Activities:
(A) Reproduce the part of the article on cholera in Yemen from "The UN agency, which" to "hospitals he visited.".
(B) Render this sentence from the article on cholera in Yemen in Spanish: "UNICEF said at least 10,000 cholera cases were reported in the past 72 hours alone."
(C) Pick up the article on cholera in Yemen after its final sentence and keep writing it.

Document segment:
=== Section Start ===
An estimated 70,000 cases of cholera have been reported by UNICEF in Yemen, with nearly 600 people dying over the past month, as the disease continues to spread at an alarming rate.
The UN agency, which provides humanitarian and developmental assistance to children and mothers in developing countries, said on Friday that the already dire situation for children in Yemen was quickly turning into a disaster.
“Cholera doesn’t need a permit to cross a checkpoint or a border, nor does it differentiate between areas of political control,” said Geert Cappelaere, UNICEF regional director, following his visit to the country, according to a statement on the agency’s website.
He gave warning that “the number of suspected cases is expected to reach 130,000 within the next two weeks” in the Arabian Peninsula country.
UNICEF said at least 10,000 cholera cases were reported in the past 72 hours alone.
Cappelaere described harrowing scenes of children who were barely alive – tiny babies weighing less than 2kg, fighting for their lives at one of the few functioning hospitals he visited.
“But they are the lucky ones. Countless children around Yemen die every day in silence from causes that can easily be prevented or treated like cholera, diarrhoea or malnutrition,” he said.
Cappelaere said health workers are racing against time to prevent cholera from killing more children, despite not receiving their salaries in almost nine months.
A coalition assembled by Saudi Arabia launched an air campaign against the fighters in March 2015 to try to restore the internationally recognised government of President Abd-Rabbu Mansour Hadi to power.
Since then, the conflict has killed more than 10,000 people, forced millions from their homes and pushed the country to the brink of famine, according to the United Nations.
=== Section End ===
Given records:
=== Section Start ===
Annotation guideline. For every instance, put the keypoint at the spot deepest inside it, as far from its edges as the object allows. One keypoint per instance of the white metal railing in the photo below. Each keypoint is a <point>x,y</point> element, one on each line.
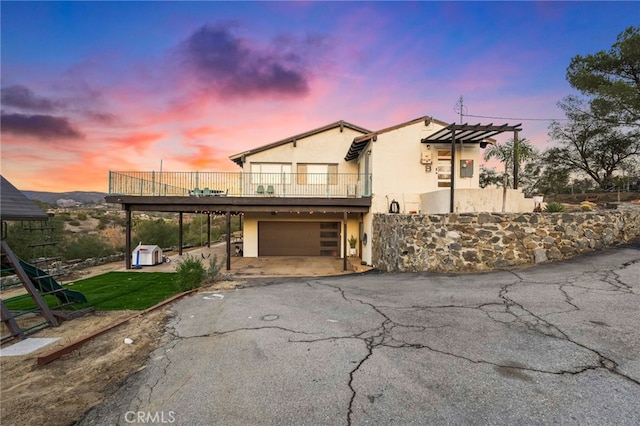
<point>238,184</point>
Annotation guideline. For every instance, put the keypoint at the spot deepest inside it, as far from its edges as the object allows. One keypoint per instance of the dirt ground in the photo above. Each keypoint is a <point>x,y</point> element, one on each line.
<point>59,393</point>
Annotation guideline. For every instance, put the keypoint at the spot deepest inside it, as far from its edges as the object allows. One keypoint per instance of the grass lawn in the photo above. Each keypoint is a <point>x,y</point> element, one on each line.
<point>117,291</point>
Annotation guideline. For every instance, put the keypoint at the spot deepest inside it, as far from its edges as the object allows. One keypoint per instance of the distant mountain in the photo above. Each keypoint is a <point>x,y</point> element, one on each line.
<point>80,197</point>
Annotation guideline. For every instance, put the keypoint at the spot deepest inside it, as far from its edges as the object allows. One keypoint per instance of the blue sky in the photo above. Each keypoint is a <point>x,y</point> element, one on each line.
<point>99,86</point>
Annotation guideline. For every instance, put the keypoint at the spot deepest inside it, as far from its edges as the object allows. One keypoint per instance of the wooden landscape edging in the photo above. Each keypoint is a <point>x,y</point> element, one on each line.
<point>57,353</point>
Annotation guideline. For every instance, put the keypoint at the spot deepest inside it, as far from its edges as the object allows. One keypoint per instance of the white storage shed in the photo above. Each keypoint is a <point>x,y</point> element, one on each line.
<point>146,255</point>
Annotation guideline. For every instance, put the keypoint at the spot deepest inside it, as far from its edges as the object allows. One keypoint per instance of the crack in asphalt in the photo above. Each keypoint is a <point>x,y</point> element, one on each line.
<point>381,335</point>
<point>506,311</point>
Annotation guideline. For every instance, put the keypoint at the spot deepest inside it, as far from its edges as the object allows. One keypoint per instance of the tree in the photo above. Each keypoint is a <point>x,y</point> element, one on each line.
<point>489,177</point>
<point>504,153</point>
<point>590,145</point>
<point>611,79</point>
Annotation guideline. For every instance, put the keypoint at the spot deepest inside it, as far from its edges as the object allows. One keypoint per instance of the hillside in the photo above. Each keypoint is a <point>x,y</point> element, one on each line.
<point>81,197</point>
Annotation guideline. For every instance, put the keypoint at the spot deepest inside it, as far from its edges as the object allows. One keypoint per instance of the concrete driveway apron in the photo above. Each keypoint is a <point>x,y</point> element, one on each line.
<point>558,343</point>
=== Section End ===
Answer set:
(A)
The UN agency, which provides humanitarian and developmental assistance to children and mothers in developing countries, said on Friday that the already dire situation for children in Yemen was quickly turning into a disaster.
“Cholera doesn’t need a permit to cross a checkpoint or a border, nor does it differentiate between areas of political control,” said Geert Cappelaere, UNICEF regional director, following his visit to the country, according to a statement on the agency’s website.
He gave warning that “the number of suspected cases is expected to reach 130,000 within the next two weeks” in the Arabian Peninsula country.
UNICEF said at least 10,000 cholera cases were reported in the past 72 hours alone.
Cappelaere described harrowing scenes of children who were barely alive – tiny babies weighing less than 2kg, fighting for their lives at one of the few functioning hospitals he visited.

(B) UNICEF dijo que se habían reportado al menos 10.000 casos de cólera solo en las últimas 72 horas.

(C)
UN officials say that without a pause in the conflict and without more financial resources, cholera will continue to spread across the country.
The UN has said that the unprecedented cholera outbreak in Yemen threatens the lives of 1.1 million malnourished pregnant women, who need immediate care and reproductive health services.
Almost a quarter of the Yemeni population needs urgent food assistance right now, according to the World Food Programme.
With millions of people on the brink of famine, those who are malnourished and have weak immune systems are at acute risk of succumbing to cholera.
Only a few medical facilities are still functioning and two-thirds of the population are without access to safe drinking water, the UN has said.
Cholera is an acute diarrhoeal disease that is transmitted through contaminated drinking water. It can be fatal within hours if left untreated.
A cholera epidemic late last year petered out, but outbreaks are becoming more frequent.
Sanaa has been worst hit, followed by the surrounding province of Amanat al-Semah, WHO data has shown.
Cases have also been reported in other major cities including Hodeidah, Taiz and Aden.
About 17 million of Yemen’s 26 million people lack sufficient food and at least three million malnourished children are in “grave peril”, according to the UN.